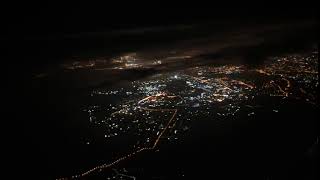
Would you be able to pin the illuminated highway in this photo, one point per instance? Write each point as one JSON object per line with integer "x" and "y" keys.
{"x": 159, "y": 108}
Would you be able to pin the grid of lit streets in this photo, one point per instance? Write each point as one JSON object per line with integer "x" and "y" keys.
{"x": 157, "y": 109}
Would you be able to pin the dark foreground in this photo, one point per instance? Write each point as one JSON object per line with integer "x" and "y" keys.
{"x": 201, "y": 101}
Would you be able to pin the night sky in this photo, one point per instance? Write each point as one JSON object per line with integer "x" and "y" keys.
{"x": 65, "y": 61}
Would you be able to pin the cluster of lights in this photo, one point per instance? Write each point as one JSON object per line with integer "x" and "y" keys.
{"x": 164, "y": 104}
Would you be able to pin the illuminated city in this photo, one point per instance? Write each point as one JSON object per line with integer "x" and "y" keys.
{"x": 154, "y": 110}
{"x": 134, "y": 93}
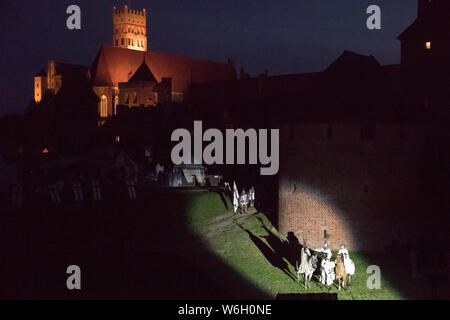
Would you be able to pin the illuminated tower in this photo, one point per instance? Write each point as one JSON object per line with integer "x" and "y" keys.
{"x": 130, "y": 28}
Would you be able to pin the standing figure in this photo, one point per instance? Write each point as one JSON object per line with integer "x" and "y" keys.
{"x": 327, "y": 275}
{"x": 348, "y": 263}
{"x": 251, "y": 196}
{"x": 244, "y": 201}
{"x": 307, "y": 266}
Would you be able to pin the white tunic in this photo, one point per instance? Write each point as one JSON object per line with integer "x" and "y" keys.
{"x": 348, "y": 263}
{"x": 304, "y": 260}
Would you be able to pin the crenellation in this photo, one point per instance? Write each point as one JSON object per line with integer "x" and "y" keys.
{"x": 129, "y": 29}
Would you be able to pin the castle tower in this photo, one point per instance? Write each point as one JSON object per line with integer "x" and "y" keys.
{"x": 130, "y": 28}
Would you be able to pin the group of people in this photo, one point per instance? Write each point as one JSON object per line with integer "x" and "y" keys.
{"x": 327, "y": 266}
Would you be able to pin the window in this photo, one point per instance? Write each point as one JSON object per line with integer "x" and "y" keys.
{"x": 104, "y": 107}
{"x": 368, "y": 130}
{"x": 116, "y": 102}
{"x": 325, "y": 131}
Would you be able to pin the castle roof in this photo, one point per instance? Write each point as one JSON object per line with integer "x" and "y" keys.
{"x": 113, "y": 65}
{"x": 143, "y": 74}
{"x": 433, "y": 18}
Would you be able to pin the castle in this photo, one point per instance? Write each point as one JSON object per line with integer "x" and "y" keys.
{"x": 364, "y": 147}
{"x": 127, "y": 74}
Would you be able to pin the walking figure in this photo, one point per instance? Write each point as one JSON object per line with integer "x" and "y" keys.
{"x": 251, "y": 197}
{"x": 244, "y": 201}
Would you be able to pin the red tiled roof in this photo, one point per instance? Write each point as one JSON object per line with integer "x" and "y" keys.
{"x": 113, "y": 65}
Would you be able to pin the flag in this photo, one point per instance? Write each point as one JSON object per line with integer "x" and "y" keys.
{"x": 235, "y": 197}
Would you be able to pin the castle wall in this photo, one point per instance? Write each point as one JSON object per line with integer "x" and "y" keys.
{"x": 130, "y": 29}
{"x": 351, "y": 190}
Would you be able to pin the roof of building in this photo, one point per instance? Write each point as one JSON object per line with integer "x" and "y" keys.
{"x": 143, "y": 74}
{"x": 433, "y": 18}
{"x": 113, "y": 65}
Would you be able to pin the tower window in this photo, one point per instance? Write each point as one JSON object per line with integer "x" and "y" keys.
{"x": 325, "y": 131}
{"x": 368, "y": 130}
{"x": 104, "y": 107}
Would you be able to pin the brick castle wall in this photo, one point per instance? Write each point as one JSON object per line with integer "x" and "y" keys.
{"x": 340, "y": 187}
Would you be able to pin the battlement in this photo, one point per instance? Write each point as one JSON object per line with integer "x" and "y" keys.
{"x": 130, "y": 28}
{"x": 127, "y": 11}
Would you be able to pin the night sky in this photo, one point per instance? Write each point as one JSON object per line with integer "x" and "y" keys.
{"x": 284, "y": 36}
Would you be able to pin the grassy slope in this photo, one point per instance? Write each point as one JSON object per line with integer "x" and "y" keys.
{"x": 255, "y": 254}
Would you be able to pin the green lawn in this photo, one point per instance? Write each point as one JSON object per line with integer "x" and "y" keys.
{"x": 254, "y": 250}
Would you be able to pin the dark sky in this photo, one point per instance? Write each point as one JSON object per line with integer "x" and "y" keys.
{"x": 283, "y": 36}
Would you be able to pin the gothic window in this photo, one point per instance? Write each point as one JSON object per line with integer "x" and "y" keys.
{"x": 368, "y": 130}
{"x": 104, "y": 107}
{"x": 325, "y": 131}
{"x": 116, "y": 102}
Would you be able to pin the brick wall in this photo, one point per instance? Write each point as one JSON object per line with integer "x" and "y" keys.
{"x": 364, "y": 193}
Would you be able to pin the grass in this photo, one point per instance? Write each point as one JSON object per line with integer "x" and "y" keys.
{"x": 169, "y": 244}
{"x": 251, "y": 246}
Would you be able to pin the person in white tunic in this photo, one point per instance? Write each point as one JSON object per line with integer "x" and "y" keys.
{"x": 304, "y": 259}
{"x": 327, "y": 274}
{"x": 348, "y": 263}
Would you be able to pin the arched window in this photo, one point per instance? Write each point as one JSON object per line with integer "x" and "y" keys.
{"x": 104, "y": 107}
{"x": 116, "y": 102}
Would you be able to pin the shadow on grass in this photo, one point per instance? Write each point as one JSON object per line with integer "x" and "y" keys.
{"x": 126, "y": 250}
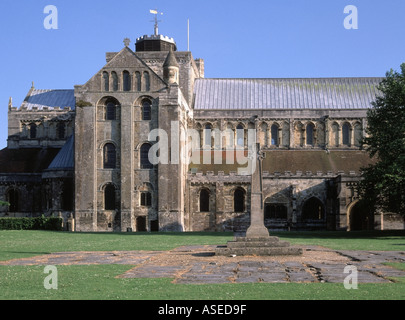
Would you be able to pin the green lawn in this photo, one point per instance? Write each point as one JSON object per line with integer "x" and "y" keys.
{"x": 99, "y": 281}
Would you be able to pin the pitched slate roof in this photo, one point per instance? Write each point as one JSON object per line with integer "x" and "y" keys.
{"x": 65, "y": 157}
{"x": 49, "y": 98}
{"x": 26, "y": 160}
{"x": 311, "y": 93}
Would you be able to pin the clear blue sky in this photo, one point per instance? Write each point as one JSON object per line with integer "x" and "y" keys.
{"x": 237, "y": 39}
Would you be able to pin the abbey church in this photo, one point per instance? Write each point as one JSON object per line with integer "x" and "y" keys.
{"x": 84, "y": 153}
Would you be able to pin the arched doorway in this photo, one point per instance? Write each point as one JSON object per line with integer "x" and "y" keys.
{"x": 141, "y": 224}
{"x": 360, "y": 217}
{"x": 313, "y": 209}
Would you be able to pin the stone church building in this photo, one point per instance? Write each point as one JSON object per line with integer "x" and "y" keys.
{"x": 84, "y": 153}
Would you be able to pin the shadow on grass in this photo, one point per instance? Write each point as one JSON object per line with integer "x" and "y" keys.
{"x": 375, "y": 234}
{"x": 178, "y": 234}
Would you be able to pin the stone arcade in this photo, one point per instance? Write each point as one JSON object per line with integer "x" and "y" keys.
{"x": 82, "y": 153}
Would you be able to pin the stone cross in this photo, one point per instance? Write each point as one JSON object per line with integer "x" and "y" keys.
{"x": 127, "y": 42}
{"x": 257, "y": 228}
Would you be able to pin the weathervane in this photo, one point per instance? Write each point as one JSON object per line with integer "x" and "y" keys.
{"x": 156, "y": 13}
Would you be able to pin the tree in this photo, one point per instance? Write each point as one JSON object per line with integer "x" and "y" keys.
{"x": 383, "y": 183}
######
◆ Task directions ◆
Wherever a picture appears in the data, please drop it and retype the rest exactly.

◆ Result of this task ◆
Would you be able to pin the illuminated highway in this photo, one point per instance? Write each point as one JSON object per line with integer "x" and "y" keys.
{"x": 159, "y": 108}
Would you be able to pin the grid of lit streets in this photo, one point per instance? Write each point as one JSON object per line with integer "x" and "y" keys.
{"x": 157, "y": 109}
Would you be able to pin the dark foreground in this photo, one point per instance? Write each point as one JSON object per line with integer "x" and "y" keys.
{"x": 201, "y": 101}
Would you be able to pin the night sky in this photo, one point per instance? Write each point as one JSON object per line with integer "x" and "y" keys.
{"x": 65, "y": 61}
Would you be able to pin the cluster of lights in this photo, one point per instance? Write each point as one JSON object per line with integer "x" and "y" keys.
{"x": 164, "y": 104}
Would you be able to pin the illuminated city in this photo, one point per instance? Write each point as one JSON object per line with integer "x" and "y" keys.
{"x": 154, "y": 110}
{"x": 134, "y": 93}
Would you be able to pin the illuminated tower in this photo, one point per instance? Write each point as one JSON object per line with integer "x" and "y" keys.
{"x": 130, "y": 28}
Would you be able to pin the standing figure in this photo, one point per instance? Write each point as one JSON object per line with integer "x" and "y" keys.
{"x": 327, "y": 275}
{"x": 348, "y": 263}
{"x": 251, "y": 196}
{"x": 244, "y": 201}
{"x": 307, "y": 266}
Would you be able to pin the white tunic in this photo, one point per instance? Write each point as one JSON object per line with integer "x" and "y" keys.
{"x": 348, "y": 263}
{"x": 304, "y": 260}
Would you be able to pin the crenellation in this photo, one point per instance? Write each point as one JSON object per line with integer "x" and "y" keys.
{"x": 129, "y": 29}
Would you be able to pin the castle tower in this photo, one point per instance? Write each point as one JSON object per line with integer "x" and "y" keys.
{"x": 130, "y": 28}
Would you be able to pin the group of people in this photo, one point per instance? Write each point as one JSON object per line with integer "x" and "y" keys.
{"x": 327, "y": 266}
Would you be able to pin the window in this photo, one point per instance? Write each point as one JSON object per line with integer "x" and "y" keys.
{"x": 104, "y": 107}
{"x": 368, "y": 130}
{"x": 116, "y": 102}
{"x": 325, "y": 131}
Would you be able to pin the castle roof in this photo, one point per instance? Write each point as one JSON object per line with integer "x" and "y" keys.
{"x": 113, "y": 65}
{"x": 143, "y": 74}
{"x": 433, "y": 18}
Would you be able to pin the castle in this photo, one point per instance? Write each point as one JSON object per line with integer "x" and "y" keys.
{"x": 364, "y": 147}
{"x": 127, "y": 74}
Would you be able to pin the walking figure in this photo, one point per instance? Write each point as one JSON object per line with integer "x" and "y" keys.
{"x": 251, "y": 197}
{"x": 244, "y": 201}
Would you be able to pin the red tiled roof in this photo, one point per instance? Write each point as one JSON object per line with integer "x" and "y" keys.
{"x": 113, "y": 65}
Would you be able to pin the flag in this photo, one point per instance? Write each point as one JSON object per line with integer "x" and "y" keys.
{"x": 235, "y": 197}
Would you be able to pin the castle wall in this photo, one point per instance? Write each point as one JSON object per line with integer "x" and "y" keys.
{"x": 130, "y": 29}
{"x": 351, "y": 190}
Would you be able to pin the roof of building in this photo, one point per instance? Write each point as one JSON object per line with integer "x" and "y" keys.
{"x": 143, "y": 74}
{"x": 433, "y": 18}
{"x": 113, "y": 65}
Would you be able to pin the tower window in this photo, one point per instance? Write each point as one JSON object per line with integer "x" and "y" keys.
{"x": 325, "y": 131}
{"x": 368, "y": 130}
{"x": 104, "y": 107}
Would you be able to pin the brick castle wall in this photo, one point per instance? Write each point as one JSON object per line with integer "x" and "y" keys.
{"x": 340, "y": 187}
Would you be able to pin the battlement in this photo, one point per instance? Write each point as one JSON object per line with integer "x" and "y" keys.
{"x": 130, "y": 28}
{"x": 127, "y": 11}
Would you be able to pin the night sky in this photo, one point per instance? Write each point as one JSON object per line with integer "x" and "y" keys.
{"x": 284, "y": 36}
Would you be able to pin the grassy slope in this photo, one point per instance? Write each point as one JSON object per line with integer "x" and "y" keys.
{"x": 255, "y": 254}
Would you be able to pin the green lawn in this photo, one point per instance? Write each point as one JSON object per line with integer "x" and "y" keys.
{"x": 254, "y": 250}
Would you be able to pin the dark sky in this photo, one point per instance? Write each point as one JSON object per line with integer "x" and "y" keys.
{"x": 283, "y": 36}
Would you be able to pin the gothic window in this photo, one point per instance? Write each point as one JSON object per line with integer "x" and "y" keys.
{"x": 368, "y": 130}
{"x": 104, "y": 107}
{"x": 325, "y": 131}
{"x": 116, "y": 102}
Would you be able to pin the brick wall in this photo, one point per instance? Write each point as one JSON object per line with integer "x" and "y" keys.
{"x": 364, "y": 193}
Would you be able to pin the grass in this photo, one point per instance? Write each point as one JSON object per line with integer "x" and "y" keys.
{"x": 169, "y": 244}
{"x": 251, "y": 246}
Would you be able to pin the person in white tunic in this photo, one point per instance? Write each point as one JSON object per line with integer "x" and "y" keys.
{"x": 304, "y": 259}
{"x": 327, "y": 274}
{"x": 348, "y": 263}
Would you be able to pin the arched window in this photo, one point per instance? Write each point as one JSON object per line with integer "x" and "y" keys.
{"x": 104, "y": 107}
{"x": 116, "y": 102}
Would you be able to pin the shadow on grass in this photo, one point per instance? Write each point as one JSON object per line with integer "x" and "y" keys.
{"x": 126, "y": 250}
Would you be able to pin the green lawn in this photo, one point per instance? Write each point as one JSON object per line with integer "x" and "y" keys.
{"x": 99, "y": 281}
Would you be able to pin the pitched slate roof in this photo, one point per instance? Write each point as one JSON object per line with integer "x" and "y" keys.
{"x": 65, "y": 157}
{"x": 49, "y": 98}
{"x": 26, "y": 160}
{"x": 311, "y": 93}
Would you be able to pin the clear blue sky in this photo, one point per instance? Write each point as one JSON object per line with integer "x" and "y" keys.
{"x": 237, "y": 39}
Would you be able to pin the abbey church in this photo, one point per instance? Write each point as one JSON object per line with integer "x" and "y" keys.
{"x": 84, "y": 153}
Would you be able to pin the arched doorway in this photo, one point per instance? Write each point as one JSON object per line with integer "x" and "y" keys.
{"x": 141, "y": 224}
{"x": 360, "y": 217}
{"x": 313, "y": 209}
Would you be able to pin the stone church building in this photo, one point per instance? Write each point as one JSON object per line with integer "x" and "y" keys.
{"x": 84, "y": 153}
Would you be able to pin the shadow on grass in this photo, one point per instance? Write each point as one JSON object per line with integer "x" and "y" keys.
{"x": 375, "y": 234}
{"x": 178, "y": 234}
Would you be able to pin the stone arcade in this photo, one point per instance? Write each point as one JSON object per line with integer "x" and "y" keys.
{"x": 82, "y": 153}
Would you be able to pin the stone cross in this photo, one point per instance? Write each point as one JSON object per line with integer "x" and "y" keys.
{"x": 127, "y": 42}
{"x": 257, "y": 228}
Would you be able to pin the weathervane in this photo, one point per instance? Write each point as one JSON object per line with integer "x" and "y" keys.
{"x": 156, "y": 13}
Would you be able to pin the tree in this photo, one point per instance? Write each point as one JSON object per line with integer "x" and "y" keys.
{"x": 383, "y": 183}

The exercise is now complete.